GIVEN INSTRUCTION »
Rewrite the stretch of the material from its start through the line containing "[[[150,273],[0,273],[0,278],[124,278],[135,279]]]", replacing "welcome" with "appreciated" and leaving everything else unchanged.

(Boundary labeling items)

************

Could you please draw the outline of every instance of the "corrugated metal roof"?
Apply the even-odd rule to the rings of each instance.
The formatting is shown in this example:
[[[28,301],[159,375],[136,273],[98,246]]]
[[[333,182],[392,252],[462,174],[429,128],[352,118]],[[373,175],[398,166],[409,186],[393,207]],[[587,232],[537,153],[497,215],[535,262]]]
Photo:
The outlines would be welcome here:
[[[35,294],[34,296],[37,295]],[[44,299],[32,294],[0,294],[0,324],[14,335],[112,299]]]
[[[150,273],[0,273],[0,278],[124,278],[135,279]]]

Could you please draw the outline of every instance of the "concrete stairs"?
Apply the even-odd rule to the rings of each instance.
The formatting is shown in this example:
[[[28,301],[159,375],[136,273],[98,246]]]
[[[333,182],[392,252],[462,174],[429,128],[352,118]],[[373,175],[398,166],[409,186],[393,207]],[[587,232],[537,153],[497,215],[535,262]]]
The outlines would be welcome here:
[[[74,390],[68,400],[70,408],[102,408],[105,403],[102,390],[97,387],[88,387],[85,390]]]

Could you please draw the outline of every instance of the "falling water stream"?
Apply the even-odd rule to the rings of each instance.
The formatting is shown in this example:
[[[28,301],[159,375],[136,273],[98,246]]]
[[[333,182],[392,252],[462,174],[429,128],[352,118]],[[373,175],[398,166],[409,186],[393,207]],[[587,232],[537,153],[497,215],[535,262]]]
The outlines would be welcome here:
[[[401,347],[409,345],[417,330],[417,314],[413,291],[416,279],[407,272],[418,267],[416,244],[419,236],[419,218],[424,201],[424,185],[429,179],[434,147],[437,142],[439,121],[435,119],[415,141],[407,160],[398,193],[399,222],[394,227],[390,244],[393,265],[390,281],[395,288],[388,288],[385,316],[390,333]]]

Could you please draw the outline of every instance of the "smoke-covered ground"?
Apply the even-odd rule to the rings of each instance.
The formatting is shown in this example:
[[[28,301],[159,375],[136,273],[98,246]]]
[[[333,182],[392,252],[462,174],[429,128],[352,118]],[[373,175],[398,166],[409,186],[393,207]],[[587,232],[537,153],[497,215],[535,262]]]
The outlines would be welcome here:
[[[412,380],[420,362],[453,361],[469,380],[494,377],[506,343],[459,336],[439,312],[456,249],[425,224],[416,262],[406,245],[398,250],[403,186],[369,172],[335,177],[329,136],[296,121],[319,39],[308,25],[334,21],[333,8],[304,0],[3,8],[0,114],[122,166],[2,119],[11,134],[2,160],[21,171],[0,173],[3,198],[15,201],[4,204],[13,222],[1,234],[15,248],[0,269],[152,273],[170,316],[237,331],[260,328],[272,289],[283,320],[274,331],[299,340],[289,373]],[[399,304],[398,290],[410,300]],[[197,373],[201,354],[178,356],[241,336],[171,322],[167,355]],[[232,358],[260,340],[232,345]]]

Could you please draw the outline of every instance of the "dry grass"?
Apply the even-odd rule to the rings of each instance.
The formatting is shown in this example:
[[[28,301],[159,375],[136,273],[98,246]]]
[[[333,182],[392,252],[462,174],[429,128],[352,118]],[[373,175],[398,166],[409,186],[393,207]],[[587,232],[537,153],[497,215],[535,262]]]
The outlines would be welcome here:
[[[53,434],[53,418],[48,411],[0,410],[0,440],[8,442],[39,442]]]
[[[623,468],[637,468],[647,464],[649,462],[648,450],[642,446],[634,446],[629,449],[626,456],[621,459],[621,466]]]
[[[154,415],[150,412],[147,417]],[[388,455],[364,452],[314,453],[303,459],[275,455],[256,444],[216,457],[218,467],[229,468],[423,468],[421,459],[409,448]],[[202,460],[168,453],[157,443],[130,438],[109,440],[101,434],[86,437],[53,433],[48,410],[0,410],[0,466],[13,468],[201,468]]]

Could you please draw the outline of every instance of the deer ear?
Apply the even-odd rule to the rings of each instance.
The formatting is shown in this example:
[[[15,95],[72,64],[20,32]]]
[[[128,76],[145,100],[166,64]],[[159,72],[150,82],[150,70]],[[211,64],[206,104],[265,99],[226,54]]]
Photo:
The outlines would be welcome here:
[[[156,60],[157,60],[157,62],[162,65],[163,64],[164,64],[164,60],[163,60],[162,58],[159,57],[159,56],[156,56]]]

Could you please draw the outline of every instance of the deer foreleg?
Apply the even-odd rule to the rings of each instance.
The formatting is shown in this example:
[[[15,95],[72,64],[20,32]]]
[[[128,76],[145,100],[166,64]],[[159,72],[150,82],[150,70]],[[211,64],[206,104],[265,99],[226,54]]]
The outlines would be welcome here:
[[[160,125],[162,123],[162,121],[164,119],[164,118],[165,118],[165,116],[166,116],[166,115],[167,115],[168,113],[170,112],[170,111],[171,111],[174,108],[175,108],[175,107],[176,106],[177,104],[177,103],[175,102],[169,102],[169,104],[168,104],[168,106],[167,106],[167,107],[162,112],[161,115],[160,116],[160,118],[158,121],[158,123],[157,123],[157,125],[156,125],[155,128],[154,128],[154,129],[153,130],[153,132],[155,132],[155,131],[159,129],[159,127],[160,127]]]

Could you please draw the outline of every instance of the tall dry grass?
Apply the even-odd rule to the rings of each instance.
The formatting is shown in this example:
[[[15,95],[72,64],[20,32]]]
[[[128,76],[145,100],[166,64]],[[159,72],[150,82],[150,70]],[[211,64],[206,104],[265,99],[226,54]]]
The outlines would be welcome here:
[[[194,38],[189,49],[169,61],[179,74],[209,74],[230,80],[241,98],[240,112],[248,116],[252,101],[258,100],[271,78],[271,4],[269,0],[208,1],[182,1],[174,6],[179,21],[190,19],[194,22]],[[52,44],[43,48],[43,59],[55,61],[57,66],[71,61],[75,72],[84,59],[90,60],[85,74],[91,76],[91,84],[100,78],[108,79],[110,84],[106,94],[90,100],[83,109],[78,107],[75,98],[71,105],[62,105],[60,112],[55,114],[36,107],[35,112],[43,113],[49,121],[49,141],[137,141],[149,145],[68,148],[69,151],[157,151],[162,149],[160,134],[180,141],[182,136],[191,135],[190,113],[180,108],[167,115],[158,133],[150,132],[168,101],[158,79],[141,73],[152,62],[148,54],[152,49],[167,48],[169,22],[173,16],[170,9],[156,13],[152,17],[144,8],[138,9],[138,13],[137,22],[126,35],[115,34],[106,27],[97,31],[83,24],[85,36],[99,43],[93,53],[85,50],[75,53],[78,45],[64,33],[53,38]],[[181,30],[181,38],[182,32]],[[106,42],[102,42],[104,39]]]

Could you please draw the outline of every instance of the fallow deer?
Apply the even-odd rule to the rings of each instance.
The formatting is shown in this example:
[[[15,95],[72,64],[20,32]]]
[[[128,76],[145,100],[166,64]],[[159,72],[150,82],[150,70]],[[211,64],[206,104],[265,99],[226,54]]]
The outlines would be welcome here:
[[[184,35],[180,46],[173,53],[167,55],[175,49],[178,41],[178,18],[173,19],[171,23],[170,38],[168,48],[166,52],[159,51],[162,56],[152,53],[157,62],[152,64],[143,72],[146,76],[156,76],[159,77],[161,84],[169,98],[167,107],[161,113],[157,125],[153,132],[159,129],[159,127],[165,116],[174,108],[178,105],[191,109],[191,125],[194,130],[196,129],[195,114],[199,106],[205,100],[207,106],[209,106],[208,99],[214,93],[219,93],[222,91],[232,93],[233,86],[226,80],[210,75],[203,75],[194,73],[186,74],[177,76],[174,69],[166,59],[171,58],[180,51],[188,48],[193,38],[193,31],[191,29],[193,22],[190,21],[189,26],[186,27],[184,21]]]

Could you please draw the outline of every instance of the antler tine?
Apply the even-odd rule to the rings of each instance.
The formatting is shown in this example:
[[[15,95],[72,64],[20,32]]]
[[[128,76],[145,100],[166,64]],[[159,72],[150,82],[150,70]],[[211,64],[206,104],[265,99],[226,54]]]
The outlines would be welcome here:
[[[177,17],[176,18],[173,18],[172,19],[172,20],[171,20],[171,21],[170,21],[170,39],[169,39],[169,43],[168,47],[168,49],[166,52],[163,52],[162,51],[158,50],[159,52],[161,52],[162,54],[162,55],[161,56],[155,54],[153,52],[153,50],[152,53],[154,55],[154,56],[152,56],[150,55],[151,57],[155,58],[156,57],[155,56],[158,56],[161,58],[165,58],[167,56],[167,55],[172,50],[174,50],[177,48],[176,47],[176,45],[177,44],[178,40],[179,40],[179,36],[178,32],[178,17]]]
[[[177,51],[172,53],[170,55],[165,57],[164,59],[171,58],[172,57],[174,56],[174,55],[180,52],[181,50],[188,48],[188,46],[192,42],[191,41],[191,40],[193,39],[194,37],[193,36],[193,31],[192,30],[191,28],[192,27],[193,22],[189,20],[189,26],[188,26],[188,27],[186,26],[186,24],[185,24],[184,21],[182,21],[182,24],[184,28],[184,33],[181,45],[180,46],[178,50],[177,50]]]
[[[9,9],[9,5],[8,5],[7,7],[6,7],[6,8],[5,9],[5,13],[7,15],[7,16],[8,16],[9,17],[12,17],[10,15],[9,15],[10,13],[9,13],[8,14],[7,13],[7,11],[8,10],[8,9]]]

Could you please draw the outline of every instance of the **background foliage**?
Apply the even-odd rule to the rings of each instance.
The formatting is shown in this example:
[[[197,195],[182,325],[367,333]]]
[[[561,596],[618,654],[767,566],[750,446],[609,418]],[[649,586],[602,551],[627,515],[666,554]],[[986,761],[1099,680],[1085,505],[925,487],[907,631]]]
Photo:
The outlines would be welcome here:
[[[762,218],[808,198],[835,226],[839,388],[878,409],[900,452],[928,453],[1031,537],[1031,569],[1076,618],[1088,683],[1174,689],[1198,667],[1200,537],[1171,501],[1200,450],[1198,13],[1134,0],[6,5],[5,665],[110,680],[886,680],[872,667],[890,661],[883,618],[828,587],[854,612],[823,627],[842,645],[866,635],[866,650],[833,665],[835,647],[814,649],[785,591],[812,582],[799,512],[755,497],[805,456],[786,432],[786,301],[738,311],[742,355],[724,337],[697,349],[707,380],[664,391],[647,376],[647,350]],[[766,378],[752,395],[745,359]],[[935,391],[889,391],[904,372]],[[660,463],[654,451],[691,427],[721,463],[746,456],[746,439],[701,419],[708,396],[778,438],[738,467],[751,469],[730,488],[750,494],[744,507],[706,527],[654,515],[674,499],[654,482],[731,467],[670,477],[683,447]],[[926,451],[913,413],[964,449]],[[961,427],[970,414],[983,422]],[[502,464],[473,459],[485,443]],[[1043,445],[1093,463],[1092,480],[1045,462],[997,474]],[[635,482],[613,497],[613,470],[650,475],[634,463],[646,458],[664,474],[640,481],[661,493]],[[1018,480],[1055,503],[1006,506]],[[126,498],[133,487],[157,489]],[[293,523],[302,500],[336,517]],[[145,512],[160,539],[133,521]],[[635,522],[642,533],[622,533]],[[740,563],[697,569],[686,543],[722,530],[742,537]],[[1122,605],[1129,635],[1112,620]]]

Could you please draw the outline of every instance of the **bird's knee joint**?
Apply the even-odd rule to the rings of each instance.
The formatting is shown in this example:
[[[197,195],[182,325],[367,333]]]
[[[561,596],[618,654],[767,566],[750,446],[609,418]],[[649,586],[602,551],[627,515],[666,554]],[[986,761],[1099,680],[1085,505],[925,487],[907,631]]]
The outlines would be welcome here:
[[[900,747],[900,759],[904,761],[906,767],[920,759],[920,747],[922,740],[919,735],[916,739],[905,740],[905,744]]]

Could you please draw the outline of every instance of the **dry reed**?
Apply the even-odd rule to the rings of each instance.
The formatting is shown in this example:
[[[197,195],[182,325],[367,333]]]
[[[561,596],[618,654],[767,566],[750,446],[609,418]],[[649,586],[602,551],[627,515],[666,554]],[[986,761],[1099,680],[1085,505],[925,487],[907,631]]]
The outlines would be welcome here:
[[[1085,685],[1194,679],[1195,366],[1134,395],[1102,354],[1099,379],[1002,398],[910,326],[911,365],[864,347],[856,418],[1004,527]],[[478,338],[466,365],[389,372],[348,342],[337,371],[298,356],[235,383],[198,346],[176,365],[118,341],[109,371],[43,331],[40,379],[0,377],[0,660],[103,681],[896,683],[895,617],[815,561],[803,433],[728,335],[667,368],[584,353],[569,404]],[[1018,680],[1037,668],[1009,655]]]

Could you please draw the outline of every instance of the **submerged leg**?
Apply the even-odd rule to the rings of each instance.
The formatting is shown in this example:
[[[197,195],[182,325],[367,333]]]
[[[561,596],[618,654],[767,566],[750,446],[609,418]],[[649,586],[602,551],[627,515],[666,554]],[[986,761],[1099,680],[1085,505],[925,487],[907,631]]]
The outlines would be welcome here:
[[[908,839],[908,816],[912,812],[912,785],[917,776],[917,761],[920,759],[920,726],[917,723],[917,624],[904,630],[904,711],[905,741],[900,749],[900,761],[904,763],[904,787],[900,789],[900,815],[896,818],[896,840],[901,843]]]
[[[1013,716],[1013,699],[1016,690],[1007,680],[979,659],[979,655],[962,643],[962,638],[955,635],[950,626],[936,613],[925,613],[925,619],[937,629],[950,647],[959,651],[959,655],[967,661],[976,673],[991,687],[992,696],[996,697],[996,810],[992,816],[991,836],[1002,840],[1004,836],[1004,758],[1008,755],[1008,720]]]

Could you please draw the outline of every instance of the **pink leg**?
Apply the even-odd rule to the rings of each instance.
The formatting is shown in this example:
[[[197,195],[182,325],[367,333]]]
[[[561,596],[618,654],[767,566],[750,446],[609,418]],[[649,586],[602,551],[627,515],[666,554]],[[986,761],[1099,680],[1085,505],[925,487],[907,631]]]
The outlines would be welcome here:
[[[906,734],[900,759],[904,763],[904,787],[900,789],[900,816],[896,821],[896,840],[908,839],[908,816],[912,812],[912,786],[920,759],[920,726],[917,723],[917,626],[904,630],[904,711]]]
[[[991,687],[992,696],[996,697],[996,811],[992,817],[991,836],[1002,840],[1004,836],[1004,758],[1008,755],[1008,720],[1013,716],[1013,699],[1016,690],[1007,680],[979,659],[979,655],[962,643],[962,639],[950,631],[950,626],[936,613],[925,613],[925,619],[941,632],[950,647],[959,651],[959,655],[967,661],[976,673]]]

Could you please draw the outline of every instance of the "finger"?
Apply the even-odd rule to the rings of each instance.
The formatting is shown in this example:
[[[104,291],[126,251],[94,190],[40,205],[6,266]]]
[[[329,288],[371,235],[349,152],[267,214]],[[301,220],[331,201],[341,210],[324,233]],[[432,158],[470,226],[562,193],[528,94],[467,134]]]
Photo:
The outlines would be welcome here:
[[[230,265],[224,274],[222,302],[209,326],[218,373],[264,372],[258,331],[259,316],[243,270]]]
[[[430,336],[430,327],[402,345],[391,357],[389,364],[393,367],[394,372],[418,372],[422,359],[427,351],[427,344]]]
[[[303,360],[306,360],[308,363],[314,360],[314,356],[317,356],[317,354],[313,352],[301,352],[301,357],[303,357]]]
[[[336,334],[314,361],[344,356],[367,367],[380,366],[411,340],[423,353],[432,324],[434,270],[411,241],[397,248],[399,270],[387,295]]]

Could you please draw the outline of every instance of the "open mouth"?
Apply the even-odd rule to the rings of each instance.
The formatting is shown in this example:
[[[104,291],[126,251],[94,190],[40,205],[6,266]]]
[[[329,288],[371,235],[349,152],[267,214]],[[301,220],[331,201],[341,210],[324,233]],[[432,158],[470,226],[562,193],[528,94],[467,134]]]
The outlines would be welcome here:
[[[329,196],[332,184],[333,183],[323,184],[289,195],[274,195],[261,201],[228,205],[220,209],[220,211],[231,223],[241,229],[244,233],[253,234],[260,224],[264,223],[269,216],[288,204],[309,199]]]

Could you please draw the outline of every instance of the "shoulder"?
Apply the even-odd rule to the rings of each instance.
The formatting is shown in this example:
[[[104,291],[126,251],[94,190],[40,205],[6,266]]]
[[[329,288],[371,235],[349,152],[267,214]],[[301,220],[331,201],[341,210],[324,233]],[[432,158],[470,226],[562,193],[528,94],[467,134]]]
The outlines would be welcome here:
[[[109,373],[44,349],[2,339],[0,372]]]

************

ANSWER TO THE PROBLEM »
Could you please draw the outline of every instance of the "corrugated metal roof"?
Apply the even-odd rule to the rings of each instance.
The formatting is shown in this example:
[[[28,301],[159,375],[136,273],[98,246]]]
[[[333,182],[392,252],[462,174],[429,128],[352,118]],[[373,175],[398,166],[409,186],[393,207]],[[587,232],[537,153],[497,215],[535,262]]]
Photo:
The outlines would be appreciated here:
[[[35,294],[34,296],[37,295]],[[44,299],[32,294],[0,294],[0,324],[14,335],[112,299]]]
[[[150,273],[0,273],[0,278],[124,278],[135,279]]]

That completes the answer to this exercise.